### Consegna
Rispondi alle domande seguenti in base al testo estratto.
1. In quale città arriva il pellegrino quando si alza e prende la sua cartella?
2. A chi ha inviato una mail il Cdr del quotidiano?
3. Chi si sarebbe rifiutato di pubblicare la nota del Cdr?

### Testo estratto
==========

Un atteggiamento evidentemente intollerabile dato che, come noto, l’empatia à la Elkann è un concetto non bivalente bensì censuario e a geometria variabile.

Il finale è col botto. «Arrivando a Foggia, mi sono alzato, ho preso la mia cartella. Nessuno mi ha salutato, forse perché non mi vedevano e io non li ho salutati perché mi avevano dato fastidio quei giovani “lanzichenecchi” senza nome». Prendete buona nota di quanto scritto dallo sconcertato e destabilizzato pellegrino di Vieste.

Nel frattempo quel cesellato articolo, a metà strada tra il Jaccuse di Zola e l’Anabasi di Senofonte, ha finito per diventare virale sul web facendo esplodere il mondo ben poco incline al perdono e alle sfumature della satira e dei meme sui social.

Da parte sua il Cdr del quotidiano, come scrive Il Fatto Quotidiano, ha inviato una mail a tutti i colleghi cercando di smarcarsi dai contenuti dello scritto e che forse sperava di vedere annegati nelle bombe d’acqua e nelle ondate di calore di quell’estate schizofrenica. Leggiamo:

«Questa mattina la redazione ha letto con grande perplessità un racconto pubblicato sulle pagine della Cultura del nostro giornale, a firma del padre dell’editore. Considerata la missione storica che si è data Repubblica sin dal primo editoriale di Eugenio Scalfari, missione confermata anche ultimamente nel nuovo piano editoriale dove si parla di un giornale “identitario” (…!!??) vicino ai diritti dei più deboli, e forti anche delle reazioni raccolte e ricevute dalle colleghe e dai colleghi, ci dissociamo dai contenuti classisti contenuti nello scritto. Per i quali peraltro – concludono nella nota – siamo oggetto di una valanga di commenti critici sui social che dequalificano il lavoro di tutte e tutti noi, imperniato su passione, impegno e uno sforzo di umiltà».[2]

Tuttavia, prosegue implacabile il quotidiano diretto da Marco Travaglio, lo sdegno delle penne di Repubblica non è riuscito ad approdare in superficie sulle pagine del loro stesso giornale in quanto il direttore Maurizio Molinari si sarebbe rifiutato di pubblicare la nota del Cdr.

==========

### Dati dell'esercizio
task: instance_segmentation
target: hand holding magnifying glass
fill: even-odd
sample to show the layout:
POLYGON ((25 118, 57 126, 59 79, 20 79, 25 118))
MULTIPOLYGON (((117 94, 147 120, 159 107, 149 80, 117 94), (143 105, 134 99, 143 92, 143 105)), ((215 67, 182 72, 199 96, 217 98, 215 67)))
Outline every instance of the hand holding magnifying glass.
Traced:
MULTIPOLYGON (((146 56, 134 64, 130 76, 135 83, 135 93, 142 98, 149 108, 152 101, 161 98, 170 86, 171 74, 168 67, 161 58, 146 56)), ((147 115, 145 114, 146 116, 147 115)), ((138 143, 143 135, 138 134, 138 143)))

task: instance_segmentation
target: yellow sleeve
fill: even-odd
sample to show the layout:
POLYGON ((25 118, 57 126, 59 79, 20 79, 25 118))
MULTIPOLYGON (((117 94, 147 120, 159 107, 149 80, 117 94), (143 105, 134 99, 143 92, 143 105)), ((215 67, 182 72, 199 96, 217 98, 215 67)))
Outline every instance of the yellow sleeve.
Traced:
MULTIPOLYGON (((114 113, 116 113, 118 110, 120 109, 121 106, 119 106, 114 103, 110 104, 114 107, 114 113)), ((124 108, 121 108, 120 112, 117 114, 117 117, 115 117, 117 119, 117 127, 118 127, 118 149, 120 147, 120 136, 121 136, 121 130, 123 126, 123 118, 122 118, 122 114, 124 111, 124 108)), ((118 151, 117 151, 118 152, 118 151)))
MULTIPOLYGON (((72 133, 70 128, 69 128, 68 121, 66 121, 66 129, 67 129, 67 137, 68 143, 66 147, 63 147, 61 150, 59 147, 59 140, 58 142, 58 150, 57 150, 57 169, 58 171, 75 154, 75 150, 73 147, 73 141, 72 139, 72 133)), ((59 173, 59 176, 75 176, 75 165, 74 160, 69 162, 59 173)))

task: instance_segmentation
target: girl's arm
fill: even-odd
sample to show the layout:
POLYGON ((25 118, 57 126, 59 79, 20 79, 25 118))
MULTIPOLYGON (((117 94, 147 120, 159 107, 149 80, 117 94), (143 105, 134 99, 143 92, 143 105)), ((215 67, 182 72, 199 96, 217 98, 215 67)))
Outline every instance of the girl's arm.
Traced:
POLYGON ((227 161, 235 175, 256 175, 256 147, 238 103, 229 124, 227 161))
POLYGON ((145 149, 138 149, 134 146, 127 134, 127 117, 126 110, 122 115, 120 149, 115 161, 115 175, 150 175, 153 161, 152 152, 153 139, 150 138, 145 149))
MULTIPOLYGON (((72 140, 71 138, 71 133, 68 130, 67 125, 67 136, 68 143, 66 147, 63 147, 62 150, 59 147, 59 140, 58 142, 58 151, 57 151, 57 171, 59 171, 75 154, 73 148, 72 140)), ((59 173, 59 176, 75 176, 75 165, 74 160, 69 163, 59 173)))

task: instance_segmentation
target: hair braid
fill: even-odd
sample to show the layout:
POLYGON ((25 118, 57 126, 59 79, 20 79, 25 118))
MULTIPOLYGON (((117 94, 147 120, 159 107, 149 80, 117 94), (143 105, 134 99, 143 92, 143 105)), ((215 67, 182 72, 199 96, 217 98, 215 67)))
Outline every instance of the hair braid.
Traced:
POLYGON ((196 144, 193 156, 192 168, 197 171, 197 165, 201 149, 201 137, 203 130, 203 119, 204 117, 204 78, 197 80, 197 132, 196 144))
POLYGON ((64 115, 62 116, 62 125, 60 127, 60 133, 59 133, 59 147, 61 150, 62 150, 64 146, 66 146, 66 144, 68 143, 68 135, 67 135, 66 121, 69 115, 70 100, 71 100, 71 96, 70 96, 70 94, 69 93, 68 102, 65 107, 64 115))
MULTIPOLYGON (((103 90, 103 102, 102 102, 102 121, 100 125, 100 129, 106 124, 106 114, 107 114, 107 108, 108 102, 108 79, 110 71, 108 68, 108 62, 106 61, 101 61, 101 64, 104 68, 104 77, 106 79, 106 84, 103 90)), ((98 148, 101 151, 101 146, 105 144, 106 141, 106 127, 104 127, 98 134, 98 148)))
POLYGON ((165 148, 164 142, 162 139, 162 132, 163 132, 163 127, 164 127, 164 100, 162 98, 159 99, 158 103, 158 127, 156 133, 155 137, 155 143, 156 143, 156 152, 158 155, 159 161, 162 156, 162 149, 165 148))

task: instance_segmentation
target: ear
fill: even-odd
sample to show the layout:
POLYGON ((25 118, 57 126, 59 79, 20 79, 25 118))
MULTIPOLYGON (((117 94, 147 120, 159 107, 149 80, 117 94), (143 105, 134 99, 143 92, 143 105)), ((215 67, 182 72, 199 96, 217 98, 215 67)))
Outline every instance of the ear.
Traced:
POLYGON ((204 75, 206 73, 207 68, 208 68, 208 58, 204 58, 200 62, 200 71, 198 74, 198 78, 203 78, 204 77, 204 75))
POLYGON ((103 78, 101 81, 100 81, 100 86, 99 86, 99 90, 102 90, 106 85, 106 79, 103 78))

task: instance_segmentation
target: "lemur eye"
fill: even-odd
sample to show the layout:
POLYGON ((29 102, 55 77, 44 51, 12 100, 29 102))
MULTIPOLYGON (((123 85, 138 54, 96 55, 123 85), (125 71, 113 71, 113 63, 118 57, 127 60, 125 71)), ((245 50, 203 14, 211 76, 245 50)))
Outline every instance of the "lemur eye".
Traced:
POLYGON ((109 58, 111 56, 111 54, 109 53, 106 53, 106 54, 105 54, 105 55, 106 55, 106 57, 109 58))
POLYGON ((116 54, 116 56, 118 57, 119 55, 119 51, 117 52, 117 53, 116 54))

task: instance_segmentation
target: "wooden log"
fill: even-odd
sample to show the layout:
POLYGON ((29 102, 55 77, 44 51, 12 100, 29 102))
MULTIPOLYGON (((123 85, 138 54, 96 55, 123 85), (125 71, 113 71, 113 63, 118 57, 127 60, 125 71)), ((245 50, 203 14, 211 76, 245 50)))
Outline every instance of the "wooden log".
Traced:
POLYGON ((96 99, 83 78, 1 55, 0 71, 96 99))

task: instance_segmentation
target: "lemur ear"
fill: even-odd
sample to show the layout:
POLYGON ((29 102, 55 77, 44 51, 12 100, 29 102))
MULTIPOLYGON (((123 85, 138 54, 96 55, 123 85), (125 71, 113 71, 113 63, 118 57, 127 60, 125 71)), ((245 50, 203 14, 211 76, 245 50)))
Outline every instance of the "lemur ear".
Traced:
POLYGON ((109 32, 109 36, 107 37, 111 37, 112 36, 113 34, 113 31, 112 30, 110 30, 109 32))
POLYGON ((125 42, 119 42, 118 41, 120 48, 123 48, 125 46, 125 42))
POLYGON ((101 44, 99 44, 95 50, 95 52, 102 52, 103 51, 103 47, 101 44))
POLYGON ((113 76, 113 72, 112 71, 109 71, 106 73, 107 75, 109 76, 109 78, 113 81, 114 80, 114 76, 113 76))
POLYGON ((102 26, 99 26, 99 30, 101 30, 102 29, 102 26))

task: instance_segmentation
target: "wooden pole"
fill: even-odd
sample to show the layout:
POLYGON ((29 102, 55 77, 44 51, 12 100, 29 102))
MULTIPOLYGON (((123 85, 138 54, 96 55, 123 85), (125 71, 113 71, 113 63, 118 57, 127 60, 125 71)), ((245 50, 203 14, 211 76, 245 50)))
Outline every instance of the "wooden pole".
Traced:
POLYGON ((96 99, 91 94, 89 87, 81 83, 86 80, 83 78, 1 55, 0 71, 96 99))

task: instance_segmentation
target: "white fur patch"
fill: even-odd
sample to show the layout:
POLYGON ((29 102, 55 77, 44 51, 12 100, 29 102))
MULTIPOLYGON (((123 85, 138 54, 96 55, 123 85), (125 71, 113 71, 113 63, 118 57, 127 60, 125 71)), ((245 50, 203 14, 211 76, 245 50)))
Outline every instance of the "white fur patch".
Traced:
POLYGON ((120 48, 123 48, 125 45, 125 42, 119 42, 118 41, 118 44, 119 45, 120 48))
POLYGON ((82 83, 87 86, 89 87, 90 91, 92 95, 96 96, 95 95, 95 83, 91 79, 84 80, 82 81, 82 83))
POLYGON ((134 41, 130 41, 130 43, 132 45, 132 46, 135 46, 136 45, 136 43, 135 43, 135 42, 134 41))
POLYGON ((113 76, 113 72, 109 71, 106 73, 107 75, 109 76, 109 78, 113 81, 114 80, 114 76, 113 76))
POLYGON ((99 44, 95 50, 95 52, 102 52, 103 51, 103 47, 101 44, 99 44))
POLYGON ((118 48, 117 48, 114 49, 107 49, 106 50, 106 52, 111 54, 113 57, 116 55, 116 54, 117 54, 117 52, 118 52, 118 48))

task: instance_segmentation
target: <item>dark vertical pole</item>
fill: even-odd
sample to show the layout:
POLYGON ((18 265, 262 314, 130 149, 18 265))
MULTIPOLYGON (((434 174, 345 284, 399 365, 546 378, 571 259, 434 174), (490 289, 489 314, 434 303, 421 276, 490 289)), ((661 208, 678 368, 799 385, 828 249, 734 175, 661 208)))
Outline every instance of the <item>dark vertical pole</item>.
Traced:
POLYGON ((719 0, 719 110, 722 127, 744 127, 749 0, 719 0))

==========

### Soluzione
1. A Foggia.
2. A tutti i colleghi.
3. Il direttore Maurizio Molinari.